* Description of the task *
Reproduce the listing verbatim.

* Stored records *
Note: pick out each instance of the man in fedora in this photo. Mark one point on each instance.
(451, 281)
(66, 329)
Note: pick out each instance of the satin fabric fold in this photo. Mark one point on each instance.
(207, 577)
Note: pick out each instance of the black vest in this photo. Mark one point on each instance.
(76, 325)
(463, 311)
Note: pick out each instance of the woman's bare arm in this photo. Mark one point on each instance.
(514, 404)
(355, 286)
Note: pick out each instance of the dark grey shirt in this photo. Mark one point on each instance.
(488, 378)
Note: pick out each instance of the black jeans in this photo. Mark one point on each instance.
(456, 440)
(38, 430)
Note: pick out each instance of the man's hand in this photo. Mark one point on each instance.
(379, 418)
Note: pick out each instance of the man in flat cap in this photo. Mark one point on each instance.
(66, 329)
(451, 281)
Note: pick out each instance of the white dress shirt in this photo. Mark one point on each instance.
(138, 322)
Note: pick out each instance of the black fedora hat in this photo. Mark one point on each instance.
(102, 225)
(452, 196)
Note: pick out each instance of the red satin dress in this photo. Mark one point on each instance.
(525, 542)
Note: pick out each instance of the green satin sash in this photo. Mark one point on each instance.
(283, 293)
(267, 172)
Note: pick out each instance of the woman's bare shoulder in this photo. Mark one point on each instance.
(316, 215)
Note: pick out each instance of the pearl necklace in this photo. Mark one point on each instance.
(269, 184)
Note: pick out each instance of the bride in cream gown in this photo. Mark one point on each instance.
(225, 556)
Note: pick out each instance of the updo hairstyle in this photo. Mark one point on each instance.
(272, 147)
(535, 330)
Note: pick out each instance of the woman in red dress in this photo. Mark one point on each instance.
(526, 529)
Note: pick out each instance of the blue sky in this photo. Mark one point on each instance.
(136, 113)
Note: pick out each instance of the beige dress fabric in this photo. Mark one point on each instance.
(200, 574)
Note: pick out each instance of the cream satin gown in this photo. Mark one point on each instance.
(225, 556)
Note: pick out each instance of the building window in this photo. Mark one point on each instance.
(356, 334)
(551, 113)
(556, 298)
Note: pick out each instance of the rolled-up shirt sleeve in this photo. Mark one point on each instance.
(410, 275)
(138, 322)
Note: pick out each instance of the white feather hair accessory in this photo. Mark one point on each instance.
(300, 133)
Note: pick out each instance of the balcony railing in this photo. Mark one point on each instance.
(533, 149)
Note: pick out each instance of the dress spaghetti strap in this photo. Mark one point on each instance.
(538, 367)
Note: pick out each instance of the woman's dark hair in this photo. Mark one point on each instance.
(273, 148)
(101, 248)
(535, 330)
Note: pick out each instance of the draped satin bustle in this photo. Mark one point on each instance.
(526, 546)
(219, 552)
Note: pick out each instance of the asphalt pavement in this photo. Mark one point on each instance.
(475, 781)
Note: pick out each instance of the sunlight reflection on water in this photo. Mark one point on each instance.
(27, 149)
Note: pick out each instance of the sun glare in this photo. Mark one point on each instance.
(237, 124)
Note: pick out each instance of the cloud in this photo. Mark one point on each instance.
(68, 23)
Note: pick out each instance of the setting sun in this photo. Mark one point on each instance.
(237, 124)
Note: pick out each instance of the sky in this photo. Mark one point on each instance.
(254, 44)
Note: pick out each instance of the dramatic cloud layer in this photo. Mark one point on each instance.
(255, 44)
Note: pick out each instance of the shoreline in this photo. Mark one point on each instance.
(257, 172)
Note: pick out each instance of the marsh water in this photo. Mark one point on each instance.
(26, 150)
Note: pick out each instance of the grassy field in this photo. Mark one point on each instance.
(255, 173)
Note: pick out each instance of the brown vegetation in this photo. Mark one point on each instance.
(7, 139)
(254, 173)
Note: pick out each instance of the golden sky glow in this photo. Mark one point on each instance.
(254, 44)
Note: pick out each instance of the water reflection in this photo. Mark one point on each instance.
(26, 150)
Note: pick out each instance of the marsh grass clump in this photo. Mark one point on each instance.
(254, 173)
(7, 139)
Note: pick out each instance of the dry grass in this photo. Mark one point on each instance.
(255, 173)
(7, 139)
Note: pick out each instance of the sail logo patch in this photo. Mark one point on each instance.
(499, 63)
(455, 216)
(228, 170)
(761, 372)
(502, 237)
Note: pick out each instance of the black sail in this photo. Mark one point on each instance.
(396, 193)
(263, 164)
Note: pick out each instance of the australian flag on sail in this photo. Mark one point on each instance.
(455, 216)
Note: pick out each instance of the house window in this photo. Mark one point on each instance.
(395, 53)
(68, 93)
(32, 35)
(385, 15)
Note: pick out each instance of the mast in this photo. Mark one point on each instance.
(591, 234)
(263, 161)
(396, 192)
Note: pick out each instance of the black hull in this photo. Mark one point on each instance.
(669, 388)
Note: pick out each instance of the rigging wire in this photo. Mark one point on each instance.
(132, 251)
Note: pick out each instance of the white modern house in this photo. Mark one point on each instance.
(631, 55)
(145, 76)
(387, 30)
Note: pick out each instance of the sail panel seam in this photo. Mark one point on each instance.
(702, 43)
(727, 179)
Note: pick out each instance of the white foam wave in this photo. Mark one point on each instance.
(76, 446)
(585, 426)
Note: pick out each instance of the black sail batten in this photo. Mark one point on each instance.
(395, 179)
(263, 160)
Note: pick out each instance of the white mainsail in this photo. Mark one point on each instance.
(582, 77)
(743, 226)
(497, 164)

* Complete answer *
Note: pick out each instance of the man in fedora in this photo. Mark one point on each instance.
(451, 281)
(66, 329)
Note: pick out each instance of the satin fabric fold in this photo. Mark one point on each instance.
(207, 577)
Note: pick out each instance of the black vest in this photo. Mark one point on each instance.
(76, 325)
(463, 311)
Note: pick out each instance of the woman's bare arm in this photo. Mark one point on each instance.
(514, 404)
(355, 286)
Note: pick out each instance of the dark grey shirt in this photo. Mark one point on each instance.
(488, 378)
Note: pick out each instance of the black jeans in this photo. Mark one point on each instance.
(456, 440)
(38, 430)
Note: pick out each instance of the man's hand in this photo. Mark one point on each instance.
(379, 418)
Note: pick out each instance of the man in flat cap in this photo. Mark one point on each instance.
(66, 329)
(451, 281)
Note: pick out each instance of the white dress shirt in this photo. Mark one point on each instance.
(138, 322)
Note: pick out each instance of the black fedora hat in this photo. Mark one point on each instance.
(102, 225)
(452, 196)
Note: pick out each instance of the red satin dress in this photo. Mark one point on each instance.
(525, 542)
Note: pick out each instance of the green satin sash in this photo. Mark one point on each instance.
(283, 293)
(267, 172)
Note: pick out each instance of the woman's bare shoulder in this photo. Mark one point on each instance.
(316, 215)
Note: pick out each instance of the pearl necklace in this photo. Mark one point on each instance.
(269, 184)
Note: pick out each instance of the bride in cream gown in this photo. Mark one point on each instance.
(225, 556)
Note: pick out each instance of the updo hairstyle in this photo. Mark one point on each instance.
(272, 147)
(535, 330)
Note: pick out each instance of the woman in red dress in this photo. Mark one point on each instance.
(526, 529)
Note: pick out each instance of the blue sky in this photo. Mark one point on each instance.
(136, 113)
Note: pick out each instance of the beige dress fabric in this photo. Mark one point on each instance.
(200, 574)
Note: pick out each instance of the cream satin gown in this photo. Mark one point on each instance.
(225, 556)
Note: pick out each instance of the building window in this photo. Mark one point on each instance.
(356, 334)
(551, 113)
(556, 298)
Note: pick out each instance of the rolled-up shirt sleeve in this photo. Mark one point on each instance.
(410, 275)
(138, 322)
Note: pick out each instance of the white feather hair accessory in this photo. Mark one point on each instance.
(300, 133)
Note: pick out each instance of the balcony railing in this photo. Mark one point on each instance.
(533, 149)
Note: pick out each instance of the dress spaghetti strap in this photo. Mark one point on each instance.
(538, 367)
Note: pick out each instance of the woman's dark hair in this photo. Mark one point on each instance.
(273, 148)
(101, 248)
(535, 330)
Note: pick out each instance of the draped satin bustle in this photo. Mark one point on each instance.
(526, 546)
(219, 552)
Note: pick out each instance of the asphalt pavement in this photo. Mark one point on each instance.
(475, 781)
Note: pick out each instance of the sunlight reflection on water in this photo. Mark one point on each instance.
(27, 149)
Note: pick out each instance of the sun glare in this photo. Mark one point on each instance.
(237, 124)
Note: pick out each instance of the cloud in this photo. Mark one point on each instance.
(68, 23)
Note: pick out each instance of the setting sun in this photo. Mark one point on each instance.
(237, 124)
Note: pick out each instance of the sky in this photo. Mark one point on each instance.
(254, 44)
Note: pick out each instance of the dramatic cloud layer in this photo. Mark one point on each instance.
(255, 44)
Note: pick out each instance of the shoreline in this photo. Mark one point on each instance.
(257, 172)
Note: pick out each instance of the marsh water in this photo. Mark one point on each instance.
(26, 150)
Note: pick out each instance of the grassy field in this photo. Mark one point on each instance.
(255, 173)
Note: pick out each instance of the brown vegetation in this photo. Mark one point on each instance.
(7, 139)
(254, 173)
Note: pick out each instance of the golden sky glow in this photo. Mark one point on each instance.
(254, 44)
Note: pick out each instance of the water reflection in this photo. Mark one point on each instance.
(26, 150)
Note: pick out each instance of the marsh grass clump in this photo. Mark one point on each instance.
(254, 173)
(7, 139)
Note: pick out each instance of the dry grass in this photo. Mark one point on each instance.
(255, 173)
(7, 139)
Note: pick out each instance of the sail logo patch in this photo. Mark one point on each instance.
(499, 63)
(455, 216)
(228, 170)
(761, 372)
(502, 237)
Note: pick out each instance of the black sail in this photo. Mark one point on each instance.
(396, 193)
(263, 164)
Note: pick out each instance of the australian flag on sail in this photo. Mark one point on each instance.
(455, 216)
Note: pick out each instance of the house window in this photo. Mark one point on each instance.
(395, 53)
(68, 93)
(32, 35)
(385, 15)
Note: pick out each instance of the mast in this photo. Mark one point on each instance.
(591, 234)
(263, 161)
(396, 192)
Note: pick out each instance of the black hull in this photo. Mark one point on each instance.
(669, 388)
Note: pick out each instance of the rigging wire in this photo. Mark one point on each instance.
(132, 251)
Note: pick out each instance of the white modern house in this photo. Mark one point on each instance.
(631, 55)
(145, 76)
(387, 30)
Note: pick out each instance of the sail panel seam in this photo. Mark one point on each instance.
(702, 43)
(727, 179)
Note: pick out each instance of the white foam wave in this photo. Mark one point on each instance.
(76, 446)
(585, 426)
Note: pick out each instance of the black sail batten in this photo. Mark one point on each instance.
(395, 179)
(263, 160)
Note: pick out each instance of the white mainsail in this photo. Mark one point on each instance.
(582, 77)
(743, 226)
(497, 164)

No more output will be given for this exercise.